Arbeitsauftrag A: Kopiere aus dem Forenthread über Vektoren den Abschnitt zwischen "Ansonsten gibts natürlich" und "art stimmts, richtig?", beide eingeschlossen, Zeichen für Zeichen.
Arbeitsauftrag B: Stimmen diese Aussagen mit dem Forenthread über Vektoren überein: (i) kakapopo erstellt Logos in Photoshop 7, (ii) kakapopo hat ein PNG-Bild platziert, (iii) laut Jan-Frederik Stieler lässt sich der Pfad mit den Tasten alt und strg bearbeiten? Beantworte jede mit Ja oder Nein und belege sie mit den entscheidenden Worten im genauen Wortlaut.
Arbeitsauftrag C: Führe den Forenthread über Vektoren in Adobe Illustrator nach seinem letzten Satz weiter.

Seitenauszug:
# Fragen - Vektoren - Prinzip



## kakapopo (23. April 2005)

Hallo,
ich habe adobe illustrator und wollte mal kurz das grundprinzip der vektoren wissen. Ich erstelle schon länger Logos in Photoshop 7 und muss jetzt die logos in vektoren umwandeln. Ich wollte mal wissen wie das überhaupt abläuft. Ich habe es mal so versucht:

Ich habe über    File - Platzieren das, in Photoshop gemachte, JPG-BIld eingefügt und versucht das mit dem pentool nachzuzeichen. Aber das ist natürlich sehr schief, besonders in den kurven. Ist das der richtige weg, oder macht man das anders? Und wie bekomme ich die kurven "gradliniger"?

mfg


----------



## Jan-Frederik Stieler (24. April 2005)

Also Vektoren sind mathematisch gesehen nur durch 2 Punkte beschrieben, d.H. alles was dazwischen passiert wird mathematisch errechnet.
Dein Problem ist das du an den Scheitelpunkten mal die Ankerpunkte rausziehen mußt das kannst du wenn du wärend dem setzen eines Scheitelpunktes einfach mal die maus mit gedrückter Maustaste bewegst.
Ansonsten gibts natürlich noch diesen Weg    .
Viele Grüße


----------



## kakapopo (24. April 2005)

Also, wie soll das gehen, wenn ich jetzt zum beispiel ein "P" in PS gezeichnet habe. Dann mache ich doch punkte rund um das "P" aber die sind ja ungenau. Das man die halt exakter machen kann.

Aber so in der art stimmts, richtig?

mfg


----------



## Jan-Frederik Stieler (24. April 2005)

Na so wie ich geschrieben habe wenn du einen Punkt mit der Maussetzt läßt du die Maustaste nicht sofort wieder los sonder bewegst sie erst mal in eine Richtung dann siehst du schon was passiert  .
Ansonsten kannst du den Pfad auch mittels der Tasten alt und strg bearbeiten.

Gruß


----------



## kakapopo (24. April 2005)

danke, 

habe ich so gemacht.

Also, da geht der strich in beide richtungen. Wenn ich dann nochmal drauf klcike, öffnet sich ein kringel  oder so. Ich versteh das irgendwie nicht.

wenn du zeit hast, kannste mir das vielleicht in ICQ erklären, dann  befolge ich die einzelnen schritte.

(Einträge aus einem Zeige-Datensatz)
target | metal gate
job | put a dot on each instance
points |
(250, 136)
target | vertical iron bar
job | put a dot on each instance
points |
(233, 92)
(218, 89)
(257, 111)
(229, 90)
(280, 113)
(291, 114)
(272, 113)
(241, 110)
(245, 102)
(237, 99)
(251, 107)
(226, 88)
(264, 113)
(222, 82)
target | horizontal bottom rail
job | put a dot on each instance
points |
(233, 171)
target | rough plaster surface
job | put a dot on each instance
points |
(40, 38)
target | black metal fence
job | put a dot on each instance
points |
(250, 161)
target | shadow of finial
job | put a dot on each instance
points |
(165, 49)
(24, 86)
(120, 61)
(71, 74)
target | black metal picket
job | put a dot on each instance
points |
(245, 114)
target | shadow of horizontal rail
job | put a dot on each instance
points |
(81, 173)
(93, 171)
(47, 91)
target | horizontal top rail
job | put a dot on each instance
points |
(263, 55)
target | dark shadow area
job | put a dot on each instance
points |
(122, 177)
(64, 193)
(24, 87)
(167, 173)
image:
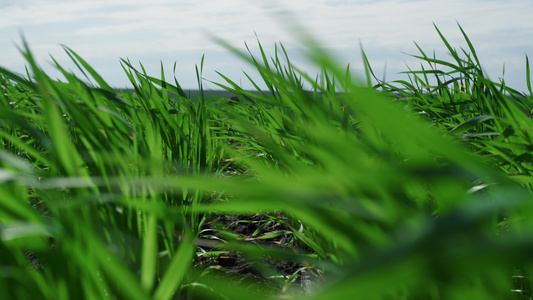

Erwartete Antwort A:
Ansonsten gibts natürlich noch diesen Weg    .
Viele Grüße


----------



## kakapopo (24. April 2005)

Also, wie soll das gehen, wenn ich jetzt zum beispiel ein "P" in PS gezeichnet habe. Dann mache ich doch punkte rund um das "P" aber die sind ja ungenau. Das man die halt exakter machen kann.

Aber so in der art stimmts, richtig?

Erwartete Antwort B:
(i) Ja: "Ich erstelle schon länger Logos in Photoshop 7"
(ii) Nein: "das, in Photoshop gemachte, JPG-BIld eingefügt"
(iii) Ja: "Ansonsten kannst du den Pfad auch mittels der Tasten alt und strg bearbeiten."

Erwartete Antwort C:
ICQ: 331-660-411

mfg


----------



## kakapopo (25. April 2005)

trotzdem ist das bei mir immer schief und so.   

Geht das denn nicht anders?

mfg


----------



## Jan-Frederik Stieler (25. April 2005)

Sorry hab im Moment a weng Stress und nicht die Zeit. Vergesse es aber nicht.
So wie ich dir das erklärt habe kannst du wunderschöne Rundungen erziehlen. Probier halt noch ein wenig aus mit den genannten Tasten und auch der weiße Pfeil im Werkzeugmenü kann dir ein bischen helfen.

Gruß


----------



## kakapopo (29. April 2005)

ich bekomms einfach nicht hin, die kurven werden einfach nicht gerade.

mfg


----------



## Markus Kolletzky (29. April 2005)

Vielleicht hilft Dir ja folgende Animation weiter...


----------



## kakapopo (29. April 2005)

danke dir, hat mir sehr geholfen  


kann man auch in illustrator farbübergänge machen, wie in PS?

von blau auf weiss z.B.

wenn ich jetzt einen geschlossenen pfad gemacht habe, kann ich den auch mit farbe füllen?

mfg


----------



## Jan-Frederik Stieler (30. April 2005)

Ja kann man. Und zwar mit diesen Werkzeugen.

Gruß


----------



## kakapopo (30. April 2005)

also das mit den farbübergängen. Das schneidet einen pfad in mehrere teile. muss ich die dann einzeln füllen?


----------



## Jan-Frederik Stieler (30. April 2005)

Gitter-Werkzeug: Du weist jedem Scheitelpunkt eine Farbe zu und Illustrator berechnet dir dann den Farbübergang zur nächsten Frabe/Scheitelpunkt. Mit diesem werkzeug kannst du wirklich realistische Effekte erzeugen (Bei Illustrator sind auch ein paar Beispielgrafiken dabei) erzielen nur bedeutet das für dich Üben Üben Üben weil das Werkzeug manchmal etwas komisch, aber berechtigt reagiert.
Verlaufs-Werkzeug: Den Farbverlauf stellst du unter dem Reiter Verlauf ein, funktioniert meines Wissens nach nur mit Füllungen.

Ansonsten wie Immer   .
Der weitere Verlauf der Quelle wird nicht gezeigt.